» Task directions
Reproduce the lines from the first one through the line containing "(161, 125), (174, 160)", substituting "terrace door" for "balcony door" and leaving all else unchanged. Omit the pictures from your answer.

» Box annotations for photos
• • • • • • •
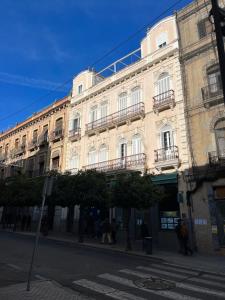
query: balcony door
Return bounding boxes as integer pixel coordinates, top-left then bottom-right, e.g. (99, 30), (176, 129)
(119, 141), (127, 168)
(157, 72), (170, 101)
(215, 119), (225, 158)
(161, 125), (174, 160)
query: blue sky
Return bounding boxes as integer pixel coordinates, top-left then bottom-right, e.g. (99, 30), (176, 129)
(0, 0), (191, 131)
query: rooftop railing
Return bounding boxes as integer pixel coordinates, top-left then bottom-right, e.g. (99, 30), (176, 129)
(86, 102), (145, 134)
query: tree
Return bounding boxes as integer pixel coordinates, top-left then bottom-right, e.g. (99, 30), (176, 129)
(111, 172), (162, 250)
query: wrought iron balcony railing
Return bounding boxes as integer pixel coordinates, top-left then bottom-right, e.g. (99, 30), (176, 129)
(208, 149), (225, 167)
(154, 146), (179, 163)
(153, 90), (175, 112)
(38, 131), (48, 146)
(11, 143), (26, 158)
(28, 138), (38, 150)
(50, 128), (63, 142)
(202, 81), (224, 107)
(69, 128), (81, 141)
(84, 153), (146, 172)
(86, 102), (145, 134)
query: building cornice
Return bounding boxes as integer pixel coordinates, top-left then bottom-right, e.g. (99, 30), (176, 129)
(0, 97), (70, 141)
(70, 48), (179, 107)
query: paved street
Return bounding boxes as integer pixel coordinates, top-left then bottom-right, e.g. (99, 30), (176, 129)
(0, 232), (225, 300)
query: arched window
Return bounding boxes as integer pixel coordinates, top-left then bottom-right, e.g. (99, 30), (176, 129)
(70, 112), (80, 131)
(157, 72), (170, 95)
(214, 118), (225, 157)
(160, 125), (174, 150)
(131, 86), (141, 105)
(118, 92), (127, 114)
(99, 144), (108, 162)
(156, 32), (168, 48)
(88, 147), (97, 165)
(118, 138), (127, 159)
(132, 134), (142, 155)
(69, 151), (79, 173)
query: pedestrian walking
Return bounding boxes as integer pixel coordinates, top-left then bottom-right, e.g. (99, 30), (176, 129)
(102, 219), (112, 244)
(141, 221), (149, 250)
(175, 219), (184, 253)
(111, 218), (118, 244)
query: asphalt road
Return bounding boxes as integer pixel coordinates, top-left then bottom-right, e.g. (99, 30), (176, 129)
(0, 232), (225, 300)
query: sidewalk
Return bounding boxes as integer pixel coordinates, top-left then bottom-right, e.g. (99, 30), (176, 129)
(0, 280), (90, 300)
(3, 232), (225, 274)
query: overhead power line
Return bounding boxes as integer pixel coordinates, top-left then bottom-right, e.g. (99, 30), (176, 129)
(0, 0), (184, 122)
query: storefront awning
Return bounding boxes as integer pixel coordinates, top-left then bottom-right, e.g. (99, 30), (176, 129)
(152, 172), (177, 184)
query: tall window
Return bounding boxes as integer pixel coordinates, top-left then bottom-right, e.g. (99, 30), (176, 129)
(70, 113), (80, 131)
(118, 92), (127, 114)
(197, 18), (212, 39)
(157, 72), (170, 95)
(131, 86), (141, 105)
(90, 105), (98, 123)
(15, 139), (19, 149)
(132, 134), (142, 155)
(156, 32), (167, 48)
(33, 129), (38, 143)
(78, 84), (83, 95)
(215, 118), (225, 157)
(206, 64), (222, 93)
(22, 135), (27, 146)
(99, 144), (108, 162)
(69, 152), (79, 170)
(100, 102), (108, 119)
(88, 147), (97, 165)
(161, 125), (174, 150)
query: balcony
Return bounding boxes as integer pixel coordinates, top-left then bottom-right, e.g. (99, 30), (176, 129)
(69, 128), (81, 142)
(85, 102), (145, 135)
(208, 149), (225, 168)
(38, 132), (48, 147)
(84, 153), (146, 172)
(154, 146), (179, 170)
(11, 144), (26, 158)
(50, 128), (63, 143)
(28, 139), (38, 151)
(153, 90), (175, 113)
(202, 81), (224, 108)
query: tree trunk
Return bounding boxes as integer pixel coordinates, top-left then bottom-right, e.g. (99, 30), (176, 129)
(124, 208), (132, 251)
(78, 206), (84, 243)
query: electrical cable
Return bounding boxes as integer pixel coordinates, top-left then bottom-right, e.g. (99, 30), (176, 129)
(0, 0), (184, 122)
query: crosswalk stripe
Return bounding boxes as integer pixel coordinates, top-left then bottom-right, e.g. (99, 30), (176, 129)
(73, 279), (147, 300)
(120, 269), (225, 298)
(137, 266), (224, 288)
(137, 266), (188, 279)
(151, 264), (199, 276)
(98, 273), (201, 300)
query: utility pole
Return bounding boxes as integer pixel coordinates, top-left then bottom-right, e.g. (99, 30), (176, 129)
(210, 0), (225, 102)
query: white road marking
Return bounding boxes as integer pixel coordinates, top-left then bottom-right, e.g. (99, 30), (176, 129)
(137, 266), (224, 288)
(151, 264), (199, 276)
(98, 273), (201, 300)
(35, 274), (47, 280)
(137, 266), (188, 279)
(73, 279), (147, 300)
(7, 264), (22, 270)
(120, 269), (225, 298)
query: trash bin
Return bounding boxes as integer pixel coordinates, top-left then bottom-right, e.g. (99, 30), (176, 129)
(144, 236), (152, 254)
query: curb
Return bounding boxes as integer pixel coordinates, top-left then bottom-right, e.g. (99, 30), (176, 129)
(1, 230), (166, 263)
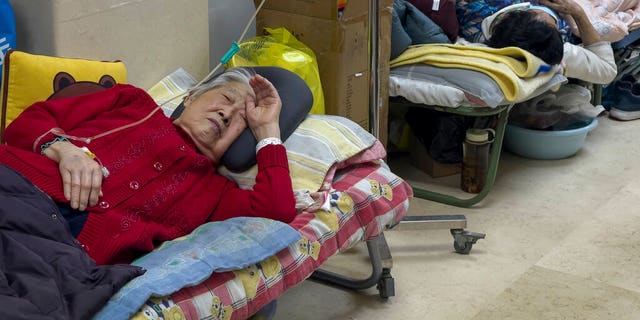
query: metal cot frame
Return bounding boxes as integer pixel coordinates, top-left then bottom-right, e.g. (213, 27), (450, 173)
(311, 0), (490, 299)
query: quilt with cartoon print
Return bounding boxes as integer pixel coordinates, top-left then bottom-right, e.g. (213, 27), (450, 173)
(131, 150), (413, 320)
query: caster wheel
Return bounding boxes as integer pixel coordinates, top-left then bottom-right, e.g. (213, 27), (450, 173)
(453, 241), (473, 254)
(376, 274), (396, 300)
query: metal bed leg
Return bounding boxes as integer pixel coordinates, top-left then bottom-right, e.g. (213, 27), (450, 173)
(310, 233), (395, 299)
(390, 214), (486, 254)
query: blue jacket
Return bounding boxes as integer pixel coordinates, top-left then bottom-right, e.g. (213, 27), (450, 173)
(0, 165), (144, 320)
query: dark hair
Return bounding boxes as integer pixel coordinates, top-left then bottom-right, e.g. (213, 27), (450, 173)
(487, 10), (564, 64)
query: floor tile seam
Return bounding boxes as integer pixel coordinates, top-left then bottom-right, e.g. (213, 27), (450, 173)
(528, 264), (640, 297)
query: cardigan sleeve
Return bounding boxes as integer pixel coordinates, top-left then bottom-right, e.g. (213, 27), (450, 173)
(211, 145), (296, 223)
(563, 41), (618, 84)
(4, 85), (149, 153)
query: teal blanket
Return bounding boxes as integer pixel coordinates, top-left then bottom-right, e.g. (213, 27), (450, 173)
(94, 217), (300, 319)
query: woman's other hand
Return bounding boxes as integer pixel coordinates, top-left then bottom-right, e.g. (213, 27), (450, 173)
(540, 0), (602, 46)
(246, 75), (282, 141)
(540, 0), (584, 16)
(44, 141), (102, 211)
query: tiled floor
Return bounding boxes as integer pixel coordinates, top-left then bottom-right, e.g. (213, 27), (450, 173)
(276, 117), (640, 320)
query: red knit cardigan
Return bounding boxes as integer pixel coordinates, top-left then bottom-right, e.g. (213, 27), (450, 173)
(0, 85), (295, 264)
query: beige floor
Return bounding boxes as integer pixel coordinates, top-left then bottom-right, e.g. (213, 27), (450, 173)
(276, 117), (640, 320)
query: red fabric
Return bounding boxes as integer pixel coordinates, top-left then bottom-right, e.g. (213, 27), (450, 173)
(407, 0), (458, 42)
(0, 85), (295, 264)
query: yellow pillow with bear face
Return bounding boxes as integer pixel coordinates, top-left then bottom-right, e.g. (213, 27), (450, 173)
(0, 50), (127, 142)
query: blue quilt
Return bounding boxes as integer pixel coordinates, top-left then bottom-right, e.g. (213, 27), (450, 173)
(94, 217), (300, 319)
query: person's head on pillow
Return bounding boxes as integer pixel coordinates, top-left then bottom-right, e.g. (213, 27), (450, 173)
(173, 67), (282, 163)
(483, 6), (564, 64)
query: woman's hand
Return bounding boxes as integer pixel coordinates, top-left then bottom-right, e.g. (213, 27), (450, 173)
(246, 75), (282, 141)
(540, 0), (584, 17)
(44, 141), (102, 211)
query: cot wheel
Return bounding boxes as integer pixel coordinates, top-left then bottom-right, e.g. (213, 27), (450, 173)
(376, 268), (396, 299)
(450, 229), (485, 254)
(453, 241), (473, 254)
• • • • • • •
» Reply to the exercise
query: terrace door
Return bounding boxes as integer pixel coordinates, top-left then bottom-right, e.g. (99, 30), (176, 129)
(119, 141), (127, 168)
(157, 72), (170, 101)
(215, 119), (225, 158)
(161, 125), (174, 160)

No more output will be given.